(Beginning of Provided material)

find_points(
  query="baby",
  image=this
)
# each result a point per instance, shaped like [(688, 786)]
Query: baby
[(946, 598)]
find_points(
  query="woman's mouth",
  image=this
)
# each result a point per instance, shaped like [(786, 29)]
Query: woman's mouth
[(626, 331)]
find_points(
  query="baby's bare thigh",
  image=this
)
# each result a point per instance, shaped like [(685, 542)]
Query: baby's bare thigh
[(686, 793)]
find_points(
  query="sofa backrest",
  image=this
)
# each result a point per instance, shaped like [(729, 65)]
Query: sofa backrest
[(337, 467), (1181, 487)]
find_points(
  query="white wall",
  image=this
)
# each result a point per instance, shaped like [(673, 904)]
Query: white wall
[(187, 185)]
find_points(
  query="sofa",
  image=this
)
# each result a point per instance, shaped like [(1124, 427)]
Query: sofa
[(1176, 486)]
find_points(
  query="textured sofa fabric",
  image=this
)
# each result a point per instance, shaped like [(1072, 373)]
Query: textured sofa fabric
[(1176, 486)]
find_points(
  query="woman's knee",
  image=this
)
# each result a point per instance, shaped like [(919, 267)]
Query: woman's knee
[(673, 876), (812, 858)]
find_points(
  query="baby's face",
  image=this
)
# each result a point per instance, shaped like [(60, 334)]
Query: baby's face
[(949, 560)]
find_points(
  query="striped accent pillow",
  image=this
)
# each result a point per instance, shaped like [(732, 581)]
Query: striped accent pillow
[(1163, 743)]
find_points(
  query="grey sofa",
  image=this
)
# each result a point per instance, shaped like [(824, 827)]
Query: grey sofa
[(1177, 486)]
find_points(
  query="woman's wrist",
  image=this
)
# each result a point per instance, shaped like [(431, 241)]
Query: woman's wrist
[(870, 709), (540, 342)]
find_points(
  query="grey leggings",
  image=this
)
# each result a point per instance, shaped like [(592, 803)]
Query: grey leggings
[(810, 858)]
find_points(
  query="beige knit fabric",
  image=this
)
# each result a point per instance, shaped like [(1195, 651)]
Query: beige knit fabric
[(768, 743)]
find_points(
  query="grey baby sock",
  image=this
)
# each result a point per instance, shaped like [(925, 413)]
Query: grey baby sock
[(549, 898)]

(End of Provided material)

(Task brief) With no word changed, write the entries out once more.

(Solution)
find_points(
  query="baby",
  image=this
)
# each result a point per instance, shaped like [(688, 786)]
Query: baby
[(946, 598)]
find_points(
  query="woman's mouth",
  image=this
)
# each result a point per instance, shaped like [(786, 29)]
Query: woman's mouth
[(626, 331)]
find_points(
  query="baby's bare thigh",
  image=this
)
# each result a point per instance, shaped like [(685, 542)]
Query: baby's bare thigh
[(686, 793)]
find_points(
  query="sofa backrest",
  image=this
)
# each result a point per instance, shaped like [(729, 65)]
Query: sofa backrest
[(337, 467), (1181, 487)]
find_points(
  query="white wall",
  image=this
)
# each result a point per instance, shaped like [(673, 904)]
Query: white wall
[(187, 185)]
find_points(
  query="sofa",
  image=this
)
# each result a point per instance, shaped like [(1124, 427)]
Query: sofa
[(1176, 486)]
find_points(
  query="textured sofa fabric",
  image=this
)
# each result a point per instance, shaped like [(1072, 373)]
Query: textured sofa fabric
[(1176, 486)]
find_points(
  query="woman's knee",
  image=this
)
# each result a point per instance, shaped like [(919, 267)]
Query: woman's knee
[(673, 876), (812, 858)]
find_points(
  query="baby's face",
  image=this
)
# each result a point per instance, shaped like [(60, 334)]
Query: baby's face
[(949, 560)]
find_points(
  query="striped accent pillow",
  image=this
)
# each result a point per instance, shaped like [(732, 581)]
Query: striped accent pillow
[(1163, 743)]
find_points(
  query="grey sofa",
  image=this
)
# each result a point per instance, shaped like [(824, 827)]
Query: grey sofa
[(1177, 486)]
find_points(
  query="woman's wrist",
  image=this
)
# each result a point per instance, shaped like [(431, 241)]
Query: woman's wrist
[(870, 709), (540, 342)]
find_points(
  query="grey leggings",
  image=this
)
# each result a point per instance, shaped like [(592, 803)]
Query: grey leggings
[(810, 858)]
find_points(
  query="beige knit fabric",
  image=this
)
# each result a point per instance, shaped like [(1195, 651)]
Query: beige knit fabric
[(768, 743)]
find_points(
  query="grey baby sock",
  image=this
)
# each result a point per instance, shaped like [(925, 413)]
Query: grey baby sock
[(549, 898)]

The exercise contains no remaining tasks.